Problem requirements: Reproduce the whole listing, character for character.

Location labeling records:
[start]

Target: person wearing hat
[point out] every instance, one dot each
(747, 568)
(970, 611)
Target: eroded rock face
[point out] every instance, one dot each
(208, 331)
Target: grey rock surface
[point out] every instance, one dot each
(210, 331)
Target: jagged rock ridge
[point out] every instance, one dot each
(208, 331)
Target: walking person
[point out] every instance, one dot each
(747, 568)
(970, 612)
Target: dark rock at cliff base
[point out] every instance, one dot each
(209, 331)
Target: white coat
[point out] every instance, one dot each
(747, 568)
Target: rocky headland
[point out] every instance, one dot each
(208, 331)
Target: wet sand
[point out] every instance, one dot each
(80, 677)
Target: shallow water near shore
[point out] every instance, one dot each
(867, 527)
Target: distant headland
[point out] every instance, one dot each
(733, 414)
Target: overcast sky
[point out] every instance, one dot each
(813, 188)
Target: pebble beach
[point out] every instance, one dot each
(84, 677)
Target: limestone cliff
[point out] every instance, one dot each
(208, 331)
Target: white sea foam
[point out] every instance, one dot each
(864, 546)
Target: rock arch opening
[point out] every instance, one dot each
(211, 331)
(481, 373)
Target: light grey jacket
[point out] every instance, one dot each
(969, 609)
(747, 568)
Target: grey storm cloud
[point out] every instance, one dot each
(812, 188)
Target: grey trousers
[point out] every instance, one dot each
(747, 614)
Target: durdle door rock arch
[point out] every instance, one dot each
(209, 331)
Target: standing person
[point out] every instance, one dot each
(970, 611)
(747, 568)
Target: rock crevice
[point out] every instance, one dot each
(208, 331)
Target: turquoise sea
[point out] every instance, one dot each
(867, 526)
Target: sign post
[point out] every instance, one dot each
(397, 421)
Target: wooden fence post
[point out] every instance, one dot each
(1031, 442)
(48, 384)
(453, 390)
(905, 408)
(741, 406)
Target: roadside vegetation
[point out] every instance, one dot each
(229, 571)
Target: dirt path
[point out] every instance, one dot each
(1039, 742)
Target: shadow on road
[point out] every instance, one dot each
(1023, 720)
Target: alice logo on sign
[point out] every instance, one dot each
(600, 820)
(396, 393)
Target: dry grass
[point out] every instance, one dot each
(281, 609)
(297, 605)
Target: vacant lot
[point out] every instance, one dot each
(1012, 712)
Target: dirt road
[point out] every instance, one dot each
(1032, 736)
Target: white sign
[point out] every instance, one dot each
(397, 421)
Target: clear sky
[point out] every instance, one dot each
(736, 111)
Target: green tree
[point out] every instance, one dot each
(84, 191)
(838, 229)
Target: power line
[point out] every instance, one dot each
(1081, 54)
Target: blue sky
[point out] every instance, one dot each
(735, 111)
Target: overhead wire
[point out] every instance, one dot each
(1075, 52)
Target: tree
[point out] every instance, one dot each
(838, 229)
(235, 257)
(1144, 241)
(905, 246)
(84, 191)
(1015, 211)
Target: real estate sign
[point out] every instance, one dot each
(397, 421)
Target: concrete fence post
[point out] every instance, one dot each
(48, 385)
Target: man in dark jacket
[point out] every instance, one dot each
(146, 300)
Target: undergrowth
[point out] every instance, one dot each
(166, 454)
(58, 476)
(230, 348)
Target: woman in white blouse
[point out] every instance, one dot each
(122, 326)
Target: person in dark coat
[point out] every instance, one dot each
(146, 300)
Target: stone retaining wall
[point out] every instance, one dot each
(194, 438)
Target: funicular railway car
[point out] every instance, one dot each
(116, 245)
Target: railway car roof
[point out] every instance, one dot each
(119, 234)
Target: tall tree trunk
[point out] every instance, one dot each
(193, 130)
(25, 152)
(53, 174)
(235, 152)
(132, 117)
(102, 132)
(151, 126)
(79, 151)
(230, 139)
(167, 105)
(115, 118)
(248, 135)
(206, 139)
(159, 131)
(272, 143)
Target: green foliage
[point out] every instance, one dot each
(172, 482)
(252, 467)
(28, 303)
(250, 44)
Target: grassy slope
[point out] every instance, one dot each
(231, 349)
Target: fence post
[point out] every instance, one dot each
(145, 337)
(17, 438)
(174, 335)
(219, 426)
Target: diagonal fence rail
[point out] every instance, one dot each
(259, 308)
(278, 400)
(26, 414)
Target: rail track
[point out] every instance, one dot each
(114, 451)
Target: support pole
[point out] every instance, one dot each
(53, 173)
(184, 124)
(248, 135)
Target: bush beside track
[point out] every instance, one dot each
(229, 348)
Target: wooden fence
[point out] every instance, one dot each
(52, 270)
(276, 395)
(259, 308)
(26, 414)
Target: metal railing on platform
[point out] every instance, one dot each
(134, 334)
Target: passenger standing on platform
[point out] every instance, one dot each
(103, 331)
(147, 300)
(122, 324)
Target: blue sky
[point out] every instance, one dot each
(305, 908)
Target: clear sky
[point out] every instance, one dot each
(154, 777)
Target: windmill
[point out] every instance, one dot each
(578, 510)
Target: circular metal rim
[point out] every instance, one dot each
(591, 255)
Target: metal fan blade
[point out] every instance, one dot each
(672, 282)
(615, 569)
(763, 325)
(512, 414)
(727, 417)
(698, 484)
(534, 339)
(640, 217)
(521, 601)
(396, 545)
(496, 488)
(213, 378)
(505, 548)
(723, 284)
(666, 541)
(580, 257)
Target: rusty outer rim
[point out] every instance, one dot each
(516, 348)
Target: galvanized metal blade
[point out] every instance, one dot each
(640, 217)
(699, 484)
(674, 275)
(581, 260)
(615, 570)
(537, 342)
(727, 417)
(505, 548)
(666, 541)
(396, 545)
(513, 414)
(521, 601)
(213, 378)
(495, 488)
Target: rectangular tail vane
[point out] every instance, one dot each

[end]

Solution to the problem:
Target: person wearing hat
[point out] every instance, one dot each
(747, 568)
(970, 611)
Target: eroded rock face
[point out] every instance, one dot each
(208, 331)
Target: grey rock surface
[point out] every instance, one dot each
(210, 331)
Target: jagged rock ridge
[point out] every instance, one dot each
(208, 331)
Target: walking person
[point out] every instance, one dot each
(747, 568)
(970, 612)
Target: dark rock at cliff base
[point out] every instance, one dot each
(209, 331)
Target: white coat
[point out] every instance, one dot each
(747, 568)
Target: rocky headland
[point out] every instance, one dot each
(208, 331)
Target: wet sand
[point out] every instance, one dot each
(80, 677)
Target: shallow water near shore
[point out] every instance, one dot each
(867, 527)
Target: distant headland
[point out] every instance, one dot each
(733, 414)
Target: overcast sky
[point out] every instance, one dot each
(813, 188)
Target: pebble beach
[point out] every instance, one dot each
(84, 677)
Target: limestone cliff
[point out] every instance, one dot each
(208, 331)
Target: white sea foam
[point out] every instance, one dot each
(864, 546)
Target: rock arch opening
[point out] every instance, one dot each
(211, 331)
(481, 373)
Target: light grey jacket
[point out] every instance, one dot each
(969, 609)
(747, 568)
Target: grey storm cloud
[point out] every instance, one dot each
(812, 188)
Target: grey trousers
[point out] every instance, one dot each
(747, 614)
Target: durdle door rock arch
[point out] every instance, one dot each
(209, 331)
Target: standing person
[point out] every instance, one dot each
(970, 611)
(747, 568)
Target: rock crevice
[point out] every instance, one dot each
(208, 331)
Target: turquoise sea
[point out] every instance, one dot each
(867, 526)
Target: sign post
[point out] every instance, one dot each
(397, 421)
Target: wooden fence post
[point out] every instance, one dot each
(1031, 442)
(48, 384)
(453, 390)
(905, 408)
(741, 406)
Target: roadside vegetation
[point out] every instance, one dot each
(229, 571)
Target: dirt path
[point out] every instance, one dot each
(1039, 742)
Target: shadow on road
[point out] every instance, one dot each
(1023, 720)
Target: alice logo on sign
[point out] every instance, one dot each
(600, 820)
(396, 393)
Target: dry grass
[point out] every instance, one dot each
(281, 609)
(297, 605)
Target: vacant lot
[point out] every instance, one dot each
(1012, 712)
Target: dirt road
[point out] every instance, one dot each
(1032, 736)
Target: white sign
[point out] every instance, one dot each
(397, 421)
Target: clear sky
[point out] every instance, one dot each
(736, 111)
Target: green tree
[point out] every instance, one dot each
(84, 191)
(838, 229)
Target: power line
[point out] every instance, one dot each
(1081, 54)
Target: blue sky
[point out] every instance, one dot each
(735, 111)
Target: overhead wire
[point out] every instance, one dot each
(1075, 52)
Target: tree
[point out] every instance, one dot each
(838, 229)
(235, 257)
(1144, 241)
(905, 246)
(84, 191)
(1015, 211)
Target: real estate sign
[point out] every instance, one dot each
(397, 421)
Target: concrete fence post
[point out] every instance, one dot each
(48, 385)
Target: man in dark jacket
[point out] every instance, one dot each
(146, 300)
Target: undergrowth
[point out] every instance, one dot each
(166, 454)
(58, 476)
(230, 348)
Target: woman in white blouse
[point out] every instance, one dot each
(122, 326)
Target: person in dark coat
[point out] every instance, one dot each
(146, 300)
Target: stone retaining wall
[point out] every instance, one dot each
(194, 438)
Target: funicular railway car
[point out] every instance, one dot each
(116, 245)
Target: railway car roof
[point out] every instance, one dot each
(119, 234)
Target: tall tree trunk
[point out] every instance, one dot each
(193, 130)
(25, 152)
(53, 174)
(235, 152)
(132, 117)
(102, 132)
(151, 126)
(79, 151)
(230, 139)
(167, 105)
(115, 118)
(248, 135)
(206, 139)
(159, 131)
(272, 143)
Target: green foliage
[point out] every instance, one dot each
(172, 482)
(252, 467)
(28, 303)
(250, 44)
Target: grassy slope
[point out] every instance, one dot each
(231, 349)
Target: fence post
[point out] every instance, one dot each
(145, 337)
(17, 438)
(174, 335)
(219, 426)
Target: diagonal fence rail
[point out] every instance, one dot each
(259, 308)
(278, 400)
(26, 414)
Target: rail track
[point out] every instance, one dot each
(114, 451)
Target: support pole
[point out] every instance, one dot each
(53, 173)
(184, 124)
(248, 135)
Target: bush beside track
[point out] every instance, one dot each
(229, 348)
Target: wooden fence
[point out] every instance, one dot each
(52, 270)
(276, 395)
(259, 308)
(26, 414)
Target: metal railing on platform
[point out] every instance, one dot each
(134, 334)
Target: passenger standing on platform
[point out] every instance, one dot each
(103, 331)
(147, 300)
(122, 324)
Target: blue sky
[point out] every instance, one dot each
(305, 908)
Target: clear sky
[point out] every instance, one dot each
(154, 777)
Target: windmill
[point out] every instance, one dot each
(578, 510)
Target: circular metal rim
[point out] every instance, one dot each
(591, 255)
Target: metal fan blade
[point out] every instance, one dot each
(672, 282)
(615, 569)
(763, 325)
(512, 414)
(727, 417)
(698, 484)
(534, 339)
(640, 217)
(521, 601)
(396, 545)
(496, 488)
(213, 378)
(505, 548)
(723, 284)
(666, 541)
(580, 257)
Target: rusty outer rim
[point out] every instance, one dot each
(516, 348)
Target: galvanized metal blade
[point out] every instance, one dot each
(640, 217)
(699, 484)
(674, 275)
(581, 260)
(615, 570)
(537, 342)
(727, 417)
(505, 548)
(666, 541)
(396, 545)
(513, 414)
(521, 601)
(213, 378)
(495, 488)
Target: rectangular tail vane
[point out] every instance, one dot each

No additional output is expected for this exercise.